=== PROBLEM 1 ===
According to the passage on Curwen, why was he apparently a generous landlord? Answer in one to three sentences.
=== PROBLEM 2 ===
Continue the passage on Curwen from where it stops.

(SOURCE TEXT)

Curwen was the son of Sir Henry Curwen of Workington in Cumberland. The Curwen family-owned iron ore mines at Harrington and the account books of Curwen's steward contain many references to iron ore. Curwen was apparently a generous landlord who between 1628 and 1643 paid his harvesters with food and wages and provided a piper to play in the fields for the time of the harvest. In 1627 he was created a baronet, of Workington in the County of Cumberland.

Curwen served as a Justice of the Peace for Cumberland from 1624 to at least 1640 and in 1636 was appointed High Sheriff of Cumberland. In April 1640 he was elected Member of Parliament for Cumberland for the Short Parliament and was re-elected in November 1640 for the Long Parliament. As a staunch Royalist he was one of the 56 MPs who voted to spare the life of the Earl of Strafford and was disabled from sitting in March 1643. When the Civil War started he enlisted as a colonel in the Royalist army. After the Restoration in 1661 Curwen was elected MP for Cumberland again in the Cavalier Parliament and held the seat until his death in 1664.

(End SOURCE TEXT)
(INFORMATION GIVEN)

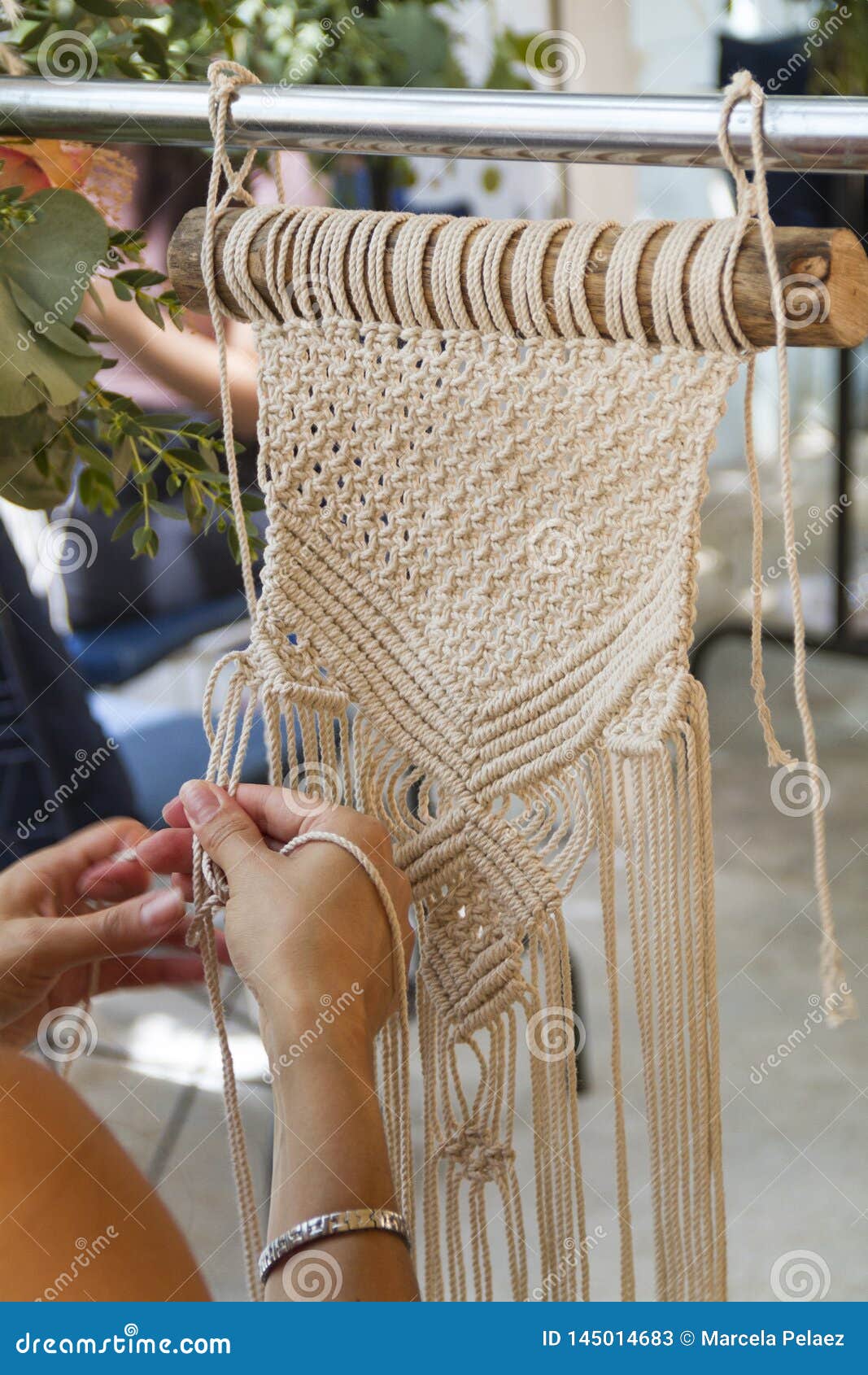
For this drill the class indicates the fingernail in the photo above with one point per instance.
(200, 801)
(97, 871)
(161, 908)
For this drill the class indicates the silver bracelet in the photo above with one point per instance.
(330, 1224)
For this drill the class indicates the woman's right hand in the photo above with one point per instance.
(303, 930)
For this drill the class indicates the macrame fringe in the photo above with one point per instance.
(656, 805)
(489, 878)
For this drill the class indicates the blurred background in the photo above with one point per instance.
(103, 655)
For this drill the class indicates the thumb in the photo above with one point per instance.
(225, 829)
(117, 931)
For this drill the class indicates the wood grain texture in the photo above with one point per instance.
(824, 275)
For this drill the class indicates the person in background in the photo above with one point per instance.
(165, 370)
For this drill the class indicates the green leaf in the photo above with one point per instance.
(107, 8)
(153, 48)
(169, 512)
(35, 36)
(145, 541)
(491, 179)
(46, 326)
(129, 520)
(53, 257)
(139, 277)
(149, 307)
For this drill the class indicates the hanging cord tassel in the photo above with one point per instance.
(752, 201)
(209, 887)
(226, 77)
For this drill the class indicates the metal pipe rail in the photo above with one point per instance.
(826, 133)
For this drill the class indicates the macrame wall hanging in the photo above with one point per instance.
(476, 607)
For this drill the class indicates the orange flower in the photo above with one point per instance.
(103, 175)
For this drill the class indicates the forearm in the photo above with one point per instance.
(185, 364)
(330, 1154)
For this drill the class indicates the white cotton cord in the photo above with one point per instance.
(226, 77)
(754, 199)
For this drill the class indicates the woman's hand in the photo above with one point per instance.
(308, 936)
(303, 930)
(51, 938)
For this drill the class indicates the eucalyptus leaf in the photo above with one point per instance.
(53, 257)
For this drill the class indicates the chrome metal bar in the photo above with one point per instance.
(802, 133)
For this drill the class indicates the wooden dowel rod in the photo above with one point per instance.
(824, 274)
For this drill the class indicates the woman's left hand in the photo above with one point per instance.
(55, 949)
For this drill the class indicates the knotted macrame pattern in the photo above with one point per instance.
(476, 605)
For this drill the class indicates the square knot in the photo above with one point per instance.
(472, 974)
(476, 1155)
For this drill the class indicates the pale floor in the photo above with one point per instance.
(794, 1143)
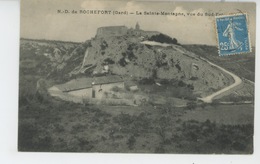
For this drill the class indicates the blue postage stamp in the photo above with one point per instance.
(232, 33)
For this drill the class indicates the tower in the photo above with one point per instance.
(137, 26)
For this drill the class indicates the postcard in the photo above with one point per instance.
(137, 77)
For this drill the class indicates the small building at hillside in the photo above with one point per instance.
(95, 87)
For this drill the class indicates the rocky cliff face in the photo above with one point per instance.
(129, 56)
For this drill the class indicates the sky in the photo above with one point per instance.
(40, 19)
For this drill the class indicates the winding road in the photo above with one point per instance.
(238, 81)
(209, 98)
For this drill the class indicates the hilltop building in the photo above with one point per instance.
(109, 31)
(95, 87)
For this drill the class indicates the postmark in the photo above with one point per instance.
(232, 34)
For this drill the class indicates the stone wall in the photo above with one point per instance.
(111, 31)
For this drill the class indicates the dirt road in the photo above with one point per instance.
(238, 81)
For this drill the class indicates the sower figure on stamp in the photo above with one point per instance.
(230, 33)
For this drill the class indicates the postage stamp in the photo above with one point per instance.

(End INFORMATION GIVEN)

=== EXPECTED ANSWER 1 ===
He was apparently a generous landlord because, between 1628 and 1643, he paid his harvesters with food as well as wages. He also provided a piper to play in the fields during the harvest.

=== EXPECTED ANSWER 2 ===
Curwen died in December 1664 at the age of 62 and was buried at Workington. He had married Lady Isabella Selby, daughter of Sir George Selby of Whitehouse in Durham but their only son Henry had died in 1636. Curwen's Workington estate therefore passed to his brother Thomas and the baronetcy became extinct. In his will he bequeathed money to build and maintain a school at Harrington which was known as the Patricius Curwen School.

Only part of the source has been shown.